**Work instruction 1:** In the letter to the Class of 2014, what did the absence rate rise to on every test day?
**Work instruction 2:** Output the part of the letter to the Class of 2014 that opens with the words containing "This year I discovered that many of you have learned" and closes with "schedule and timeframe.".
**Work instruction 3:** The last paragraph of the letter to the Class of 2014 names what students have come to expect so they can "do it all." List every expectation it names.

**Source passage:**
Friday, May 30, 2014

To the Class of 2014

Each year we watch another class of students walk across the stage to graduate and every cohort differs from the year before. I've composed addresses to each of these classes based on their personalities and my experiences with them. (2013 , 2012 , 2011 ) Below is this years edition of our "graduation speech that wouldn't be".

To the Class of 2014:

I am hopeful about your future. But I’m afraid that some of the important lessons of life that you should have learned by now are going to happen before you’re able to go boldly into that future. I’ve taught some of the brightest and hardest working students of my career this year, but I’ve also watched many students struggle to cope with the changing demands of our current context.

This year I discovered that many of you have learned the unhealthy coping mechanism of avoidance. While my normal absence rate was around 6 or 7 percent, that number magically went up to over twenty percent on every test day. Somewhere along the line you’ve learned “why do it today if I can put it off until tomorrow.” And I’ve had to tolerate giving you the chance to make it up on your own schedule and timeframe.

Educators point out it’s about the learning and find it clever to point out SATs, MCATs, LSATs, etc., can be taken over and over until you pass. But if you don’t perform next year to the standards of your school, they won’t let you come back, at least for another year. Some decisions are final and all decisions have consequences. So I hope that you take advantage of second chances without assuming beforehand that you’ll always have them.

This year I discovered that many of you have adopted the unhealthy attitude of American adults that glorifies “21st century” excess. The excess of our century is busyness, activity, and work. You take eight classes, participate in a sport, maintain a social life, and leave town for a four day field trip with your band just a few weeks after Spring Break and just a few weeks before AP and End of Year testing and wonder why you’re so overburdened with work.

There’s nothing wrong with experiencing all that you can while you’re young, but time is not limitless. We reach a point where participation in something is going to affect our performance. An adult must work a little harder to plan for and then work a little harder to catch up from a weeks vacation from work. Along the way, you’ve learned that you should be able to do it all—the coach should give you playing time, the teacher should give you an A, you should have time to practice your part in the play, and your social life shouldn’t suffer.

**Given information:**

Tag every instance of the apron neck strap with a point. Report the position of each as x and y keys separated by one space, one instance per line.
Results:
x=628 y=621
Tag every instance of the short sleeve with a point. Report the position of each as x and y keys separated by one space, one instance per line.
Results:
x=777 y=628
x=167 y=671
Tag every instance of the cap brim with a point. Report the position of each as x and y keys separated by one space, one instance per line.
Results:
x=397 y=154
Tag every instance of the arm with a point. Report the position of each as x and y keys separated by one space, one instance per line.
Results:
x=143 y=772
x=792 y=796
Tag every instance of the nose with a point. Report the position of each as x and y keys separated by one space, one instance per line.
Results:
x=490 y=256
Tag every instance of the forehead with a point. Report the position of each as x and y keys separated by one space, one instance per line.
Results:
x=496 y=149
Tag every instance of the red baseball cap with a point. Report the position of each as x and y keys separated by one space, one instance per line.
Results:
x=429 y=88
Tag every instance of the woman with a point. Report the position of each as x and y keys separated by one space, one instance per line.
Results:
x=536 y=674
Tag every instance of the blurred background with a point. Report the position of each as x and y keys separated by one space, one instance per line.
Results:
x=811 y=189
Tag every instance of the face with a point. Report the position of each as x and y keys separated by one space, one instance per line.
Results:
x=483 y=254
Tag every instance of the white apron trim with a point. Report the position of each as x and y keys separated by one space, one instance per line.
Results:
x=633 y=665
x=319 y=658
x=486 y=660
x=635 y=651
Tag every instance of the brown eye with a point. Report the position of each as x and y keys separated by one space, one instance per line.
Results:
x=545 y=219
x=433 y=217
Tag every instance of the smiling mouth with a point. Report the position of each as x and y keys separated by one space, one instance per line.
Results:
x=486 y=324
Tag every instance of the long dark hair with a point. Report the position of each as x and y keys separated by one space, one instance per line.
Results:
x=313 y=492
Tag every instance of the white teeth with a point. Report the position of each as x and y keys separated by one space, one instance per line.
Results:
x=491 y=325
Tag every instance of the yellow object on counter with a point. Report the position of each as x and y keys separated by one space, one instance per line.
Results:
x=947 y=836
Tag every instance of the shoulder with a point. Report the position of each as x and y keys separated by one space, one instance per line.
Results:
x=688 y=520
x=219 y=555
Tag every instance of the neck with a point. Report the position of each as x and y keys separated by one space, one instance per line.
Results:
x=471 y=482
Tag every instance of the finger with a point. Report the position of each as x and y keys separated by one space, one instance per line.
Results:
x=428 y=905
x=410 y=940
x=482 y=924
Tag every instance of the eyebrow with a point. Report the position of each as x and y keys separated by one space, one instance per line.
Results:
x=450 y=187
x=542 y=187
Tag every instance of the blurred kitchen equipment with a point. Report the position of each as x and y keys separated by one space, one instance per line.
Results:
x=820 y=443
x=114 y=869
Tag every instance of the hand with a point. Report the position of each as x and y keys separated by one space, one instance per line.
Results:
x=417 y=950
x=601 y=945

**Response box 1:** Over twenty percent.

**Response box 2:**
This year I discovered that many of you have learned the unhealthy coping mechanism of avoidance. While my normal absence rate was around 6 or 7 percent, that number magically went up to over twenty percent on every test day. Somewhere along the line you’ve learned “why do it today if I can put it off until tomorrow.” And I’ve had to tolerate giving you the chance to make it up on your own schedule and timeframe.

**Response box 3:**
- The coach should give you playing time.
- The teacher should give you an A.
- You should have time to practice your part in the play.
- Your social life shouldn't suffer.